#### Records shown
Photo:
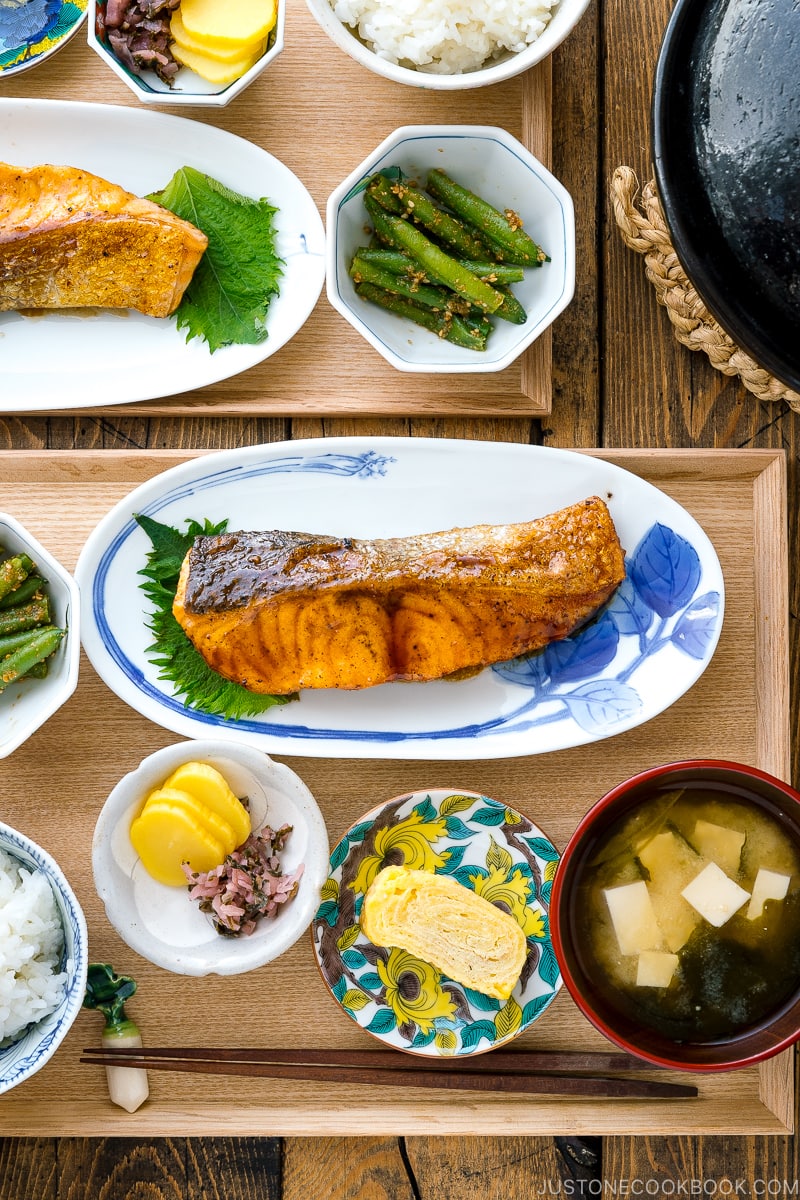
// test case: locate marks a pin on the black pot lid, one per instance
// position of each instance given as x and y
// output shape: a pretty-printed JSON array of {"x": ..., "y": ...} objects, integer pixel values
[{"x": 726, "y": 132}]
########
#### Records shown
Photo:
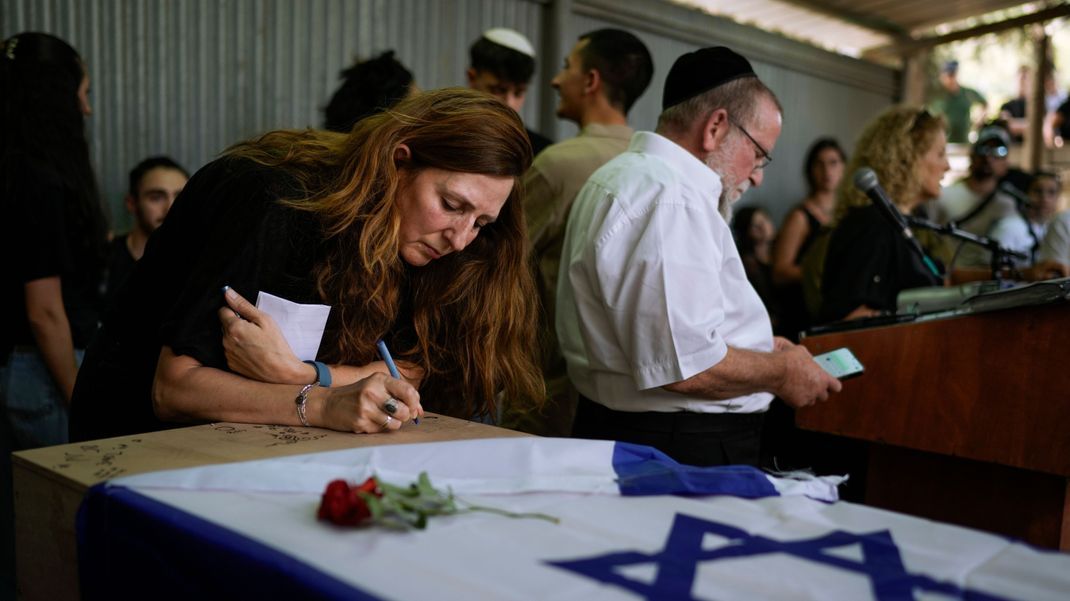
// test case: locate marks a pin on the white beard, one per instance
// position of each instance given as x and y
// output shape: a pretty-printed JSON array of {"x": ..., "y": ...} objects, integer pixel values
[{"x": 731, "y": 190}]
########
**Exercise details**
Can you gather every line in the records that contains the word "locate" and copy each one out in full?

**Response to this exercise**
// test case: locate marks a pin on the black pot lid, one per instance
// test case: locate marks a pin on the white beard, one per instance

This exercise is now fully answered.